SELECTED EXCERPT:

Sopranos "The Blue Comet" Episode: Paulie Walnuts No RatThe so-called " The Blue Comet" episode of the Sopranos was the second to last installment of the popular HBO series and the big question on everyone's mind outside of what will Tony and/or Phil's fate be after next week's finale is: Whose the Rat?
Many say it is Paulie Walnuts. We say, that seems highly unlikely thanks to a rare clause in the actor's contract that we will go into more detail shortly.
But here is a cliff notes version of "The Blue Comet" penultimate episode.
"The Blue Comet", the 85th episode of the HBO original series, was written by Matthew Weiner and David Chase and was directed by Alan Taylor.
In this episode, Paulie Walnuts and Patsy Parisi head Tony's plan for a hit on Phil after Tony learns from an FBI agent that Phil was planning a hit on him, his brother-in-law Bobby and Slyvio.
Corky Caporale arranges the hit but it fails when the "cousins from Italy" hired to do the job kill Phil's comare and her father, mistaking him for Phil. Silvio and Paulie learn of the mistake from a newspaper article on the murders and its accompanying photos of the victims. Silvio tells Tony that the hit failed and they conclude that Phil has been hiding out in an unknown location ever since ordering the strike on New Jersey.
Phil's plan is put into action when two hitmen enter a hobby shop where Bobby is at a counter, buying a model Blue Comet train for his son. They riddle him with bullets, sending him crashing into a toy train set. After Silvio and Patsy gather up documents from the backroom at the Bada Bing, their car is blocked by two hitmen's car as it pulls into the parking lot. As Sil reaches into a bag for a gun, the assassins shoot, hitting Sil in the side and then again. Patsy fires back and then runs off into a ravine behind the club as one of the hitmen exhausts his clip. Paulie tells Tony that Sil is in a coma from which doctors do not think he will wake.
The "Blue Comet" was a passenger train operated by the Central Railroad of New Jersey which ran between Atlantic City and Jersey City from 1929 to 1941. Bobby is seen buying a "Blue Comet" model train before he is murdered.
The outcome of the Sopranos finale has to this point been kept tightly under wraps. Most fans are asking the question: Whose the rat?
While many are speculating the "rat" (assuming there is one) would be Paulie Walnuts, we say not so fast.
Tony Sirico, the Brooklyn born actor who plays Paulie Walnuts, lived a real life of crime back in the 1960's.

Stored data entries
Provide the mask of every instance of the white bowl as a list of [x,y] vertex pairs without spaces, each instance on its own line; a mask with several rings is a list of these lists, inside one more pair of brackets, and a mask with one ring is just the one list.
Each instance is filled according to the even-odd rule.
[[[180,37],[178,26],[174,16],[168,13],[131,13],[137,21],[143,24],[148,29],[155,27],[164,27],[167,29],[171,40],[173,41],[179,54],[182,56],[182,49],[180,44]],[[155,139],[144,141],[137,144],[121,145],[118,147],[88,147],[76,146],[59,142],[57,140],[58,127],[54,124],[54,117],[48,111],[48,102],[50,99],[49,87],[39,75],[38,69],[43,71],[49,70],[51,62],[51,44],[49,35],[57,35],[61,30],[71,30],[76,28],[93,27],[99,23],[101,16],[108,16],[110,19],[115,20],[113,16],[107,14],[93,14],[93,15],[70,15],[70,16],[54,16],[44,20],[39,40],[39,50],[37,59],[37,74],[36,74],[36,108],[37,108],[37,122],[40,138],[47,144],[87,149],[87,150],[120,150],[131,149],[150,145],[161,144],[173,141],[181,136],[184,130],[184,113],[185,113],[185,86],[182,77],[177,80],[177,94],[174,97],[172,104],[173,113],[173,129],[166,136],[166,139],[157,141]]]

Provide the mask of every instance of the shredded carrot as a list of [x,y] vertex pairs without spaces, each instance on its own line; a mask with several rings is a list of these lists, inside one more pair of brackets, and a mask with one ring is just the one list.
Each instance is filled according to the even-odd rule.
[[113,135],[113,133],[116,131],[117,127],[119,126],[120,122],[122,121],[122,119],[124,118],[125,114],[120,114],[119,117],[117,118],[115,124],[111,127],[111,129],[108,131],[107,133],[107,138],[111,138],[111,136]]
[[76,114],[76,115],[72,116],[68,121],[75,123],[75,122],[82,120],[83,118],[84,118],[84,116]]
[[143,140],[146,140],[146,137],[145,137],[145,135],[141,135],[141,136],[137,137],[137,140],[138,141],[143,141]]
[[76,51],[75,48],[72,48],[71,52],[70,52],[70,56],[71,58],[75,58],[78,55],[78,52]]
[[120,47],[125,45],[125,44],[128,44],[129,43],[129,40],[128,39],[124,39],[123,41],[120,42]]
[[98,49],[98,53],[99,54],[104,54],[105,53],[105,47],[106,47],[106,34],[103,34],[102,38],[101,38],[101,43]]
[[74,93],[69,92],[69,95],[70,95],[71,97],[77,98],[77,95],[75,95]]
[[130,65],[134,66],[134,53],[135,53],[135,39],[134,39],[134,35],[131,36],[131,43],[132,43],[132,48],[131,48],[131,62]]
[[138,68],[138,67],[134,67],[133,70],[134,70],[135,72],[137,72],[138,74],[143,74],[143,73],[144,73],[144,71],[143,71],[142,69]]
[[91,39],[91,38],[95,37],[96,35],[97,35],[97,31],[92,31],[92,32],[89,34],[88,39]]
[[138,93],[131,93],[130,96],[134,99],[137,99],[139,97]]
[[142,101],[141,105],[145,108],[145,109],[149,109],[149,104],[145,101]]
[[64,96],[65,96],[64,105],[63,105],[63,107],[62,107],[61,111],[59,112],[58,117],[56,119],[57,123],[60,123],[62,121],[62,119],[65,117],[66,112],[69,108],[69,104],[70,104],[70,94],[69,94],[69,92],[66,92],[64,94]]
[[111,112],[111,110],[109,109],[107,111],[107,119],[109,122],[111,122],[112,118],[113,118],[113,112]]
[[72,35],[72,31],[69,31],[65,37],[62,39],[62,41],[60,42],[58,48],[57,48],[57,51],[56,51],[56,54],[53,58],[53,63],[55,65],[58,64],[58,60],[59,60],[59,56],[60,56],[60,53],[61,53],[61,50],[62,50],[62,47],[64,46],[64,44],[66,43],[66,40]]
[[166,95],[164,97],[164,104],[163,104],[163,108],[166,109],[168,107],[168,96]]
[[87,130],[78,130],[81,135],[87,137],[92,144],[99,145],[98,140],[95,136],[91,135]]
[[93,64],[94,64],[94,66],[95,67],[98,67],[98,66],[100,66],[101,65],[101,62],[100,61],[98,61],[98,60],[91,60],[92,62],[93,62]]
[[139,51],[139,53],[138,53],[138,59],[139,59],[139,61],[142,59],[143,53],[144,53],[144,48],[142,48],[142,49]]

BRIEF:
Continue the article about the Sopranos episode "The Blue Comet," picking up right after its last sentence.

ANSWER FOR THIS EXERCISE:
Before becoming an actor, Sirico was a feared shakedown artist who preyed on Manhattan nightclubs and who once gave this description of his own extortion technique: "You hit them over the head with a baseball bat, and they come around." After a dispute with a disco owner, Sirico once warned, "I'm going to come back here and carve my initials in your forehead. You better learn a lesson, you better show me the respect I deserve." A Bellevue Hospital psychiatric report from that period concluded that Sirico suffered from a "character disorder."
He spent a total of 20 months in jails like the famed Sing Sing for holding up a number of night clubs in the late 1960s and early 1970s. While in prison, he became interested in acting from watching a theater group that came to perform.
The so-called politically "far-to-the-right" Sirico, whose brother by the way is a priest, informed producers early on that he would only take the role if promised his character never turned "rat". Apparently there is a clause in his contract that stipulates this.
Sirico is someone we can see requiring such a stipulation. He's every much the fun-loving character portrayed on The Sopranos. We recount a time when he was playing in the Intercontinental Casino in San Juan, Puerto Rico and a patron was on the phone with her mom (a huge Paulie Walnuts fan) saying how he was there playing. Sirico then grabbed the phone and started talking to the woman's mom. He is also beloved by friends and family in his Bensonhurst, Brooklyn neighborhood. We can't see Paulie betraying them.
Chase has apparently confirmed that Sirico's character will survive the finale. This is the closest thing we have to a spoiler.
Okay, and Adrianna was never killed.
We made that one up but it's among the biggest Sopranos conspiracy theories to date.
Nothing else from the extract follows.